** Work to complete **
Swap "bounding boxes" for "bounding rectangles" throughout all the entries below and write them out again with nothing else altered. Leave the pictures out.

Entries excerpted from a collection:
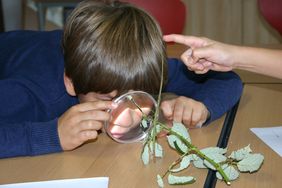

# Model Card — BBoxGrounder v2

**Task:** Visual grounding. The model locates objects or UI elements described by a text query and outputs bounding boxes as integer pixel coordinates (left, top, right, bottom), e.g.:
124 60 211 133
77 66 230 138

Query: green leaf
171 122 191 142
167 135 188 153
237 153 264 172
216 164 240 181
141 119 148 129
141 143 150 165
156 124 162 135
167 122 191 153
201 147 227 170
173 141 184 155
170 156 191 172
229 145 252 161
150 142 163 157
157 174 164 188
167 174 196 185
193 157 207 168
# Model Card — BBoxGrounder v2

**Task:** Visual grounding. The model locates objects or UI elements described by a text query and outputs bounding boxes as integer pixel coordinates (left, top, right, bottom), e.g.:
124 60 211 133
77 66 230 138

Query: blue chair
34 0 82 31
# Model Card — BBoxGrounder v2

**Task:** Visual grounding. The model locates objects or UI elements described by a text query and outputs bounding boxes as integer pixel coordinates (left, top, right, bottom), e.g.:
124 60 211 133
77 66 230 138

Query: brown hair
63 0 167 94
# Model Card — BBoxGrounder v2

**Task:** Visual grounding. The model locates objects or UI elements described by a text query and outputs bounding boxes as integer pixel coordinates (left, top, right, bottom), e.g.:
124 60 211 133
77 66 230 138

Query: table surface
0 117 224 188
0 46 282 188
216 84 282 188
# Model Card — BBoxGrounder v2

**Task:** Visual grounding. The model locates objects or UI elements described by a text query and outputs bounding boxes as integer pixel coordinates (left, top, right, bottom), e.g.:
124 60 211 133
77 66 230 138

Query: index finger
78 101 114 112
163 34 205 47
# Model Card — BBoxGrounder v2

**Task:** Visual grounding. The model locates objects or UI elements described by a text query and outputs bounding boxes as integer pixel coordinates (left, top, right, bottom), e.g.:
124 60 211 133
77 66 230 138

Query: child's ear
64 73 76 96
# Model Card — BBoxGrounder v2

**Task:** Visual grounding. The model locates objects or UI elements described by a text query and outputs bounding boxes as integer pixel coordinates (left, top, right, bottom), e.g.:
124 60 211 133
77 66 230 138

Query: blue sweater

** Exercise output **
# Model Card — BBoxGrounder v2

**Task:** Visual grounding. The model locates objects or UI elements described by a text query and outputs bounding rectangles as integer pixel coordinates (left, top, right, bottom), e.g.:
124 60 211 133
77 66 230 138

Query: green leaf
171 122 191 142
167 135 188 153
237 153 264 172
216 164 240 181
141 119 148 129
141 143 150 165
156 124 162 135
167 122 191 153
201 147 227 170
173 141 184 155
170 156 191 172
229 145 252 161
150 142 163 157
157 174 164 188
167 174 196 185
193 157 207 168
# Model Card — BBoxGrounder v2

**Task:** Visual grounding. The model locates objects or UI elements described by a text query and outputs bounding rectangles as integer pixel coordinates (left, top, right, bottom), e.g.:
124 60 211 133
77 66 230 138

Query: blue chair
34 0 82 31
# Model Card — BBoxGrounder v2

**Task:** Visual grounding. The model locates objects or UI elements described by a text query and outputs bounding rectangles as integer pixel coordinates (left, top, right, bottom), e.g.:
124 60 211 133
77 66 230 138

Query: brown hair
63 0 167 94
# Model Card — BBoxGrounder v2

**Task:** Visual grounding. The model locates objects or UI elements described by a text query and outputs bounding rectangles as integer pixel coordinates (left, top, right, bottom), e.g.:
124 60 211 133
77 66 230 138

Query: table surface
0 117 224 188
0 46 282 188
216 84 282 188
# Model Card — BBoxGrounder v2

**Task:** Visual grounding. The model locates objects or UI elements described by a text query and outputs bounding rectangles as integer pixel coordinates (left, top, right, bottom), e.g.:
124 60 211 133
77 66 230 138

Query: index finger
78 101 114 112
163 34 205 47
# Model Card — BBoxGrounder v2

**Task:** Visual grounding. The model locates objects or UI elements described by a text query and outputs bounding rectangles as integer pixel coordinates (left, top, right, bottom), e.g.:
124 60 211 133
77 66 230 138

Query: child's ear
64 73 76 96
# Model Card — BBoxGrounder v2

**Task:** Visual grounding. The model locates objects or UI elements described by a text query and outputs bounding rectangles as integer pixel coordinates (left, top, right, bottom), e.g.:
124 60 211 133
77 66 230 138

Query: blue sweater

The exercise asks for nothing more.